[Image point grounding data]
------

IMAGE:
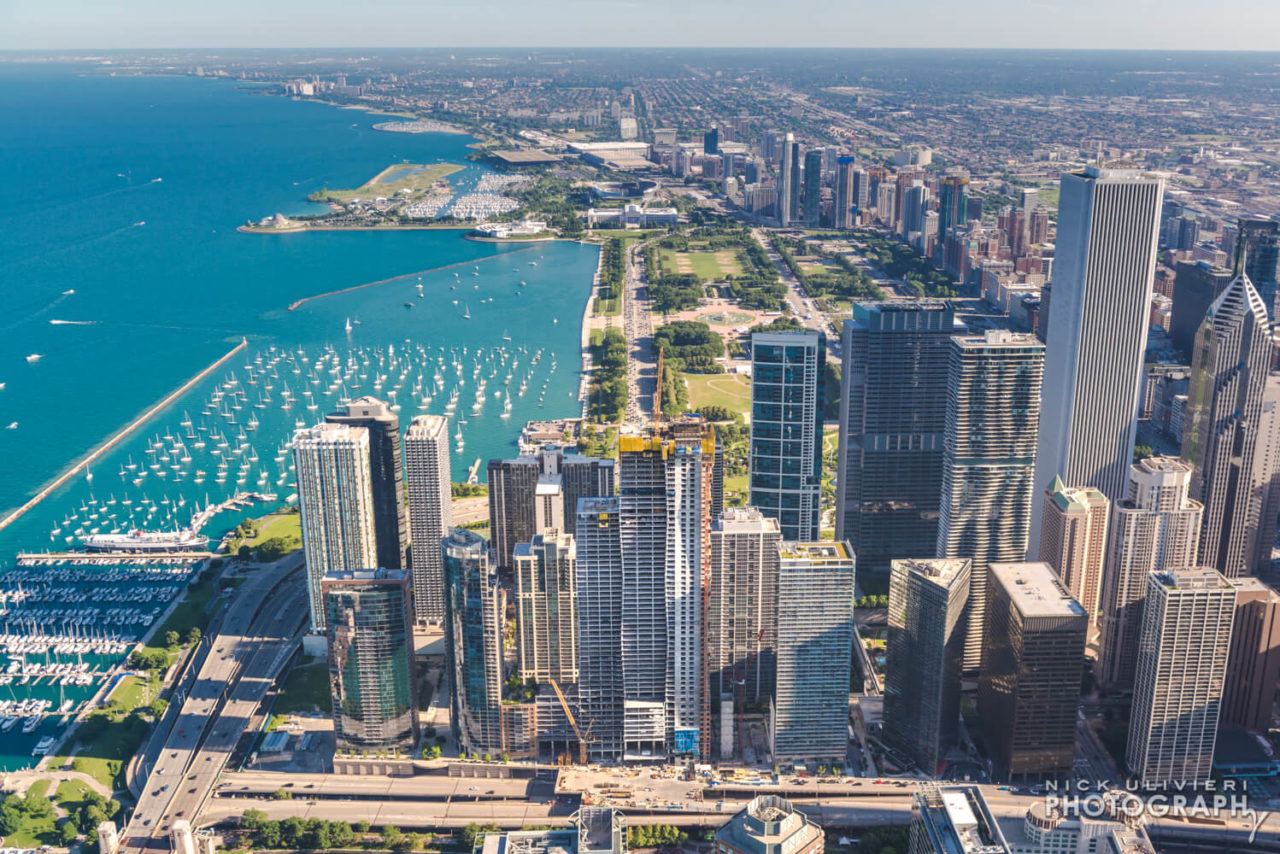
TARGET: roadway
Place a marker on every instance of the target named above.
(252, 644)
(638, 328)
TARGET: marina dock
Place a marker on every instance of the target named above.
(119, 437)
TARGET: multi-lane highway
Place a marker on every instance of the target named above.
(248, 651)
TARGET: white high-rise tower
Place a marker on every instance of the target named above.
(1104, 265)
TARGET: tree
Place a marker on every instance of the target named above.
(392, 837)
(292, 830)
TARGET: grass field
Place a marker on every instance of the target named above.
(707, 265)
(731, 391)
(408, 179)
(287, 525)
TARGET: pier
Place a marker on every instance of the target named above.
(106, 558)
(298, 304)
(119, 437)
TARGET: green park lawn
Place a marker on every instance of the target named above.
(731, 391)
(415, 178)
(707, 265)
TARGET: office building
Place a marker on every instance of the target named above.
(924, 654)
(666, 491)
(1104, 265)
(741, 616)
(813, 187)
(1253, 662)
(988, 464)
(599, 626)
(816, 642)
(1182, 667)
(1197, 286)
(474, 619)
(769, 825)
(846, 202)
(429, 487)
(952, 205)
(547, 607)
(336, 505)
(787, 370)
(954, 818)
(1074, 540)
(1029, 689)
(385, 479)
(1223, 423)
(892, 419)
(521, 492)
(787, 190)
(512, 506)
(1261, 238)
(1155, 528)
(369, 622)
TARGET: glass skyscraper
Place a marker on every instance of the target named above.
(370, 634)
(786, 429)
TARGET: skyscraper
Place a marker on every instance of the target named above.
(547, 607)
(385, 479)
(952, 205)
(786, 181)
(1197, 286)
(892, 418)
(429, 487)
(512, 507)
(987, 471)
(813, 187)
(1261, 238)
(1182, 666)
(474, 617)
(927, 601)
(768, 825)
(599, 625)
(1253, 662)
(513, 493)
(370, 630)
(1029, 689)
(787, 371)
(846, 201)
(336, 505)
(816, 643)
(1074, 540)
(743, 615)
(1223, 423)
(1155, 529)
(1104, 265)
(666, 492)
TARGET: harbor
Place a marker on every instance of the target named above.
(122, 538)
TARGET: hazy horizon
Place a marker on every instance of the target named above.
(45, 26)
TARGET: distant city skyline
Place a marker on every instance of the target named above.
(1173, 24)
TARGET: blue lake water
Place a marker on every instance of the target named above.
(119, 199)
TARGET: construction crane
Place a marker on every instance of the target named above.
(581, 736)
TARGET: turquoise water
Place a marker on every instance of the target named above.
(127, 192)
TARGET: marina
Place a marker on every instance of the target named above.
(211, 379)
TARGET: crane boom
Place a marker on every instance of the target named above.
(572, 722)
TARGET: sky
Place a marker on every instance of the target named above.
(1155, 24)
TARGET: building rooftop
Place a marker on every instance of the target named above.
(1201, 578)
(1036, 590)
(941, 570)
(744, 520)
(823, 552)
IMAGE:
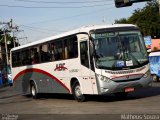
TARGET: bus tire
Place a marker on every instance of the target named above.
(33, 90)
(121, 94)
(155, 78)
(77, 93)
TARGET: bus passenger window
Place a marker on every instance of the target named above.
(34, 56)
(84, 53)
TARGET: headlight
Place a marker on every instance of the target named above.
(103, 78)
(146, 74)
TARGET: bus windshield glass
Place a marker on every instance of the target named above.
(119, 49)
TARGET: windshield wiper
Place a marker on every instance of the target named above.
(135, 59)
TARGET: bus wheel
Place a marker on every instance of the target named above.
(155, 78)
(33, 90)
(77, 93)
(121, 94)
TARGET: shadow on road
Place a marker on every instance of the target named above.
(138, 94)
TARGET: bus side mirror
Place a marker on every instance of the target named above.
(91, 49)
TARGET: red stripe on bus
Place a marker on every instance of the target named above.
(43, 72)
(127, 76)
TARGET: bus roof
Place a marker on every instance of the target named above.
(155, 53)
(79, 30)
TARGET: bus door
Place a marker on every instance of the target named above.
(86, 81)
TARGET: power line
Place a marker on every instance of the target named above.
(69, 17)
(62, 2)
(42, 28)
(45, 7)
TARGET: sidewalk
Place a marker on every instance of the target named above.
(2, 86)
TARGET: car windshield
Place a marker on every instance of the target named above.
(119, 50)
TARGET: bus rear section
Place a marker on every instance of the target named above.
(154, 60)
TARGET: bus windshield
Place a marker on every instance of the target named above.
(119, 49)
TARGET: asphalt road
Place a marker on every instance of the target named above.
(61, 106)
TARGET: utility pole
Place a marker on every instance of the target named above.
(159, 5)
(6, 48)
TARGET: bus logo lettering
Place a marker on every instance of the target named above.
(60, 67)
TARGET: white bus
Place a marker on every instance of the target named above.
(93, 60)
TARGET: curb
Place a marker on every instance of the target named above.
(2, 86)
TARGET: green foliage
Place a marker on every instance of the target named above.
(147, 19)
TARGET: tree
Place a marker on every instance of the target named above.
(147, 19)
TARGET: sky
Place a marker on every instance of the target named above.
(38, 19)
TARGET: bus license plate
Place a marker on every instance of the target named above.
(129, 89)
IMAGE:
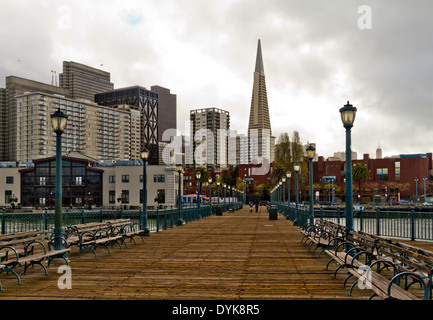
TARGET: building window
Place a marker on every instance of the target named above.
(160, 196)
(159, 178)
(397, 170)
(382, 173)
(125, 196)
(8, 195)
(112, 196)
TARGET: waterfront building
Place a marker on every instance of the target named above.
(83, 82)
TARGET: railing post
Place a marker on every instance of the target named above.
(377, 221)
(412, 224)
(46, 219)
(100, 214)
(82, 215)
(3, 222)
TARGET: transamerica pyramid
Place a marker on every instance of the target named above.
(259, 111)
(261, 142)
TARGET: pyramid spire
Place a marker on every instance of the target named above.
(259, 59)
(259, 111)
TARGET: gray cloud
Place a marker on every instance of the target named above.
(315, 58)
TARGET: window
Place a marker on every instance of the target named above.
(397, 170)
(382, 173)
(160, 196)
(159, 178)
(125, 196)
(112, 196)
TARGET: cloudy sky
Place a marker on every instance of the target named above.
(317, 56)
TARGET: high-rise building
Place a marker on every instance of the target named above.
(100, 132)
(146, 101)
(167, 112)
(209, 126)
(17, 86)
(261, 141)
(82, 81)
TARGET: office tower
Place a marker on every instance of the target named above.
(101, 133)
(16, 86)
(262, 144)
(167, 109)
(146, 101)
(210, 126)
(83, 81)
(3, 126)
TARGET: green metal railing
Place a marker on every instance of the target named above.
(157, 220)
(408, 224)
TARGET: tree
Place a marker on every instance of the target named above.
(359, 173)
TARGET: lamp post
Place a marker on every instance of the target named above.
(297, 167)
(310, 154)
(288, 175)
(198, 176)
(210, 193)
(144, 155)
(179, 196)
(348, 113)
(58, 121)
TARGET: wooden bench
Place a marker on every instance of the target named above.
(324, 234)
(28, 249)
(127, 229)
(93, 235)
(382, 267)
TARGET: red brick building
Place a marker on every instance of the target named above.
(389, 178)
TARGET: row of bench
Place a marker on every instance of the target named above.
(391, 269)
(34, 247)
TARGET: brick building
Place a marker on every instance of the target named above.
(391, 178)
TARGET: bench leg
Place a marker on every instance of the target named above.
(26, 265)
(11, 270)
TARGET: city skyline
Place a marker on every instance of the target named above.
(317, 57)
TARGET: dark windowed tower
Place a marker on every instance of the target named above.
(146, 102)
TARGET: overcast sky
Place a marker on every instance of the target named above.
(317, 55)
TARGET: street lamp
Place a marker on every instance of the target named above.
(348, 113)
(58, 121)
(144, 155)
(296, 167)
(310, 154)
(198, 176)
(210, 193)
(179, 196)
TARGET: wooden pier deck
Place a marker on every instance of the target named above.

------

Description of the task — Write the entries out in full and exactly, omitting every picture.

Result —
IMAGE:
TARGET: roadway
Place a marker on every instance of the target named above.
(252, 644)
(638, 328)
TARGET: marina dock
Place a marker on every instance of the target named above.
(119, 437)
TARGET: multi-lane highway
Place a marker on every instance of the target named above.
(248, 651)
TARGET: white high-rise tower
Place a marker on every instance of the target named above.
(1104, 265)
TARGET: tree
Place a marker on every instance of the target named above.
(392, 837)
(292, 830)
TARGET: grass field
Place a marker on every instance of the target named above.
(707, 265)
(731, 391)
(408, 179)
(287, 525)
TARGET: pier
Place a marker on every instance of the target named above.
(106, 558)
(298, 304)
(119, 437)
TARGET: green park lawn
Place a marker on every instance of the target named above.
(731, 391)
(415, 178)
(707, 265)
TARGET: office building
Place a marker on every instance of the target named above.
(924, 654)
(666, 491)
(1104, 265)
(741, 616)
(813, 187)
(1253, 662)
(988, 464)
(599, 626)
(816, 642)
(1182, 667)
(1197, 286)
(474, 619)
(769, 825)
(846, 202)
(429, 487)
(952, 205)
(547, 607)
(336, 505)
(787, 370)
(954, 818)
(1074, 540)
(1029, 689)
(385, 479)
(1223, 423)
(892, 419)
(521, 492)
(787, 190)
(512, 506)
(1261, 238)
(1155, 528)
(369, 622)
TARGET: glass skyscraper
Place a marker on every instance of the target named above.
(370, 634)
(786, 429)
TARGET: skyscraper
Place a marker on every instance of the target named above.
(547, 607)
(385, 479)
(952, 205)
(786, 181)
(1197, 286)
(892, 418)
(429, 487)
(512, 507)
(987, 471)
(813, 187)
(1261, 238)
(1182, 666)
(474, 617)
(927, 601)
(768, 825)
(599, 625)
(1253, 662)
(513, 493)
(370, 630)
(1029, 689)
(787, 371)
(846, 201)
(336, 505)
(816, 643)
(1074, 540)
(743, 615)
(1223, 423)
(1155, 529)
(1104, 265)
(666, 492)
TARGET: harbor
Place a marker on every instance of the target named above.
(122, 538)
TARGET: hazy horizon
Place a marker on every instance of the target named above.
(45, 26)
TARGET: distant city skyline
Place a marker on every instance of the target named above.
(1173, 24)
TARGET: blue lake water
Place a marker on every instance of the target named above.
(119, 199)
TARGET: construction crane
Place a marker on every instance of the target named above.
(581, 736)
TARGET: turquoise water
Place a marker on every instance of the target named above.
(127, 192)
TARGET: marina
Place a marker on every instance of the target named above.
(211, 379)
TARGET: crane boom
Place a marker on every instance of the target named above.
(572, 722)
TARGET: sky
Place a marker on every instance of the target named above.
(1155, 24)
TARGET: building rooftop
Place a marker on every instance of the target named above.
(1201, 578)
(1036, 590)
(941, 570)
(744, 520)
(823, 552)
IMAGE:
TARGET: bus tire
Place a marker on every instance of the target named above.
(33, 90)
(121, 94)
(155, 78)
(77, 93)
TARGET: bus passenger window
Place a marker on every instance of the target named above.
(34, 56)
(84, 53)
TARGET: headlight
Place a marker on every instance of the target named above.
(103, 78)
(146, 74)
TARGET: bus windshield glass
Place a marker on every instance of the target named above.
(119, 49)
TARGET: windshield wiper
Place a marker on every instance of the target named above.
(135, 59)
TARGET: bus wheel
Place a marker on every instance of the target named above.
(155, 78)
(33, 90)
(77, 93)
(121, 94)
TARGET: shadow on road
Place a marker on every instance of the target named above.
(138, 94)
TARGET: bus side mirror
Place a marker on every instance of the target named above.
(91, 49)
TARGET: red stripe on bus
Place a marker on every instance of the target named above.
(43, 72)
(127, 76)
TARGET: bus roof
Place a marker on every instance of the target named above.
(155, 53)
(79, 30)
TARGET: bus door
Place a marker on every instance of the target named above.
(86, 81)
TARGET: power line
Place a marker on every instance of the target named above.
(69, 17)
(62, 2)
(42, 28)
(45, 7)
TARGET: sidewalk
Place a marker on every instance of the target named above.
(2, 86)
TARGET: car windshield
Place a marker on every instance of the target named above.
(119, 50)
TARGET: bus rear section
Place a marker on every instance of the target named above.
(154, 60)
TARGET: bus windshield
Place a marker on every instance of the target named above.
(119, 49)
TARGET: asphalt road
Place a marker on every instance of the target named above.
(61, 106)
TARGET: utility pole
Place a marker on every instance of the target named above.
(159, 5)
(6, 48)
TARGET: bus logo lettering
Place a marker on every instance of the target named above.
(60, 67)
TARGET: white bus
Place a marker on every instance of the target named above.
(93, 60)
TARGET: curb
Place a marker on every instance of the target named above.
(2, 86)
TARGET: green foliage
Place a marker on every instance of the target named above.
(147, 19)
TARGET: tree
Place a marker on every instance of the target named above.
(147, 19)
TARGET: sky
Place a marker on every instance of the target named above.
(38, 19)
TARGET: bus license plate
Place a marker on every instance of the target named above.
(129, 89)
IMAGE:
TARGET: building window
Place a marker on every instance of the target named above.
(160, 196)
(159, 178)
(397, 170)
(382, 173)
(125, 196)
(8, 195)
(112, 196)
TARGET: waterfront building
Place a marker on every instance of the target named above.
(83, 82)
TARGET: railing post
Place a marker on every instance of the target named above.
(377, 221)
(412, 224)
(46, 219)
(100, 214)
(82, 215)
(3, 222)
TARGET: transamerica pyramid
Place a marker on every instance of the target named above.
(259, 111)
(261, 142)
TARGET: pyramid spire
Place a marker on every instance of the target named above.
(259, 59)
(259, 111)
TARGET: gray cloud
Place a marker on every instance of the target named above.
(315, 58)
TARGET: window
Place a marker on every instance of the target named above.
(397, 170)
(382, 173)
(160, 196)
(159, 178)
(125, 196)
(112, 196)
TARGET: cloudy sky
Place a marker on every instance of the target named above.
(317, 56)
TARGET: high-rise building
Place a marker on every instance of the target named above.
(100, 132)
(146, 101)
(167, 112)
(209, 126)
(17, 86)
(261, 141)
(82, 81)
TARGET: office tower
Place a marker on every instance of the target named above.
(101, 133)
(16, 86)
(262, 144)
(167, 109)
(146, 101)
(210, 126)
(83, 81)
(3, 126)
TARGET: green metal railing
Place a marker on every instance of the target named above.
(157, 220)
(408, 224)
TARGET: tree
Place a marker on every instance of the target named above.
(359, 173)
TARGET: lamp post
Place a marker on every instance of the target named above.
(297, 167)
(310, 154)
(288, 175)
(198, 176)
(210, 193)
(144, 155)
(179, 196)
(348, 113)
(58, 121)
TARGET: wooden bench
Place a marker on every instance of the target named above.
(324, 234)
(28, 249)
(127, 229)
(93, 235)
(382, 267)
TARGET: red brick building
Place a marker on every instance of the target named above.
(389, 178)
TARGET: row of bench
Place a marker on every instance of the target named above.
(391, 269)
(34, 247)
TARGET: brick building
Place a marker on every instance of the target named above.
(391, 178)
TARGET: bench leg
Place a marker on every instance of the target named above.
(26, 265)
(11, 270)
TARGET: city skyline
Place a marker on every instance of the target named above.
(317, 57)
TARGET: dark windowed tower
Place a marker on every instance of the target named above.
(146, 102)
TARGET: overcast sky
Place a marker on every instance of the target named above.
(317, 55)
TARGET: street lamp
Place a marker on every instance of the target named above.
(348, 113)
(58, 121)
(144, 155)
(296, 167)
(310, 154)
(198, 176)
(210, 193)
(179, 196)
TARGET: wooden pier deck
Place a marker on every instance of the target named above.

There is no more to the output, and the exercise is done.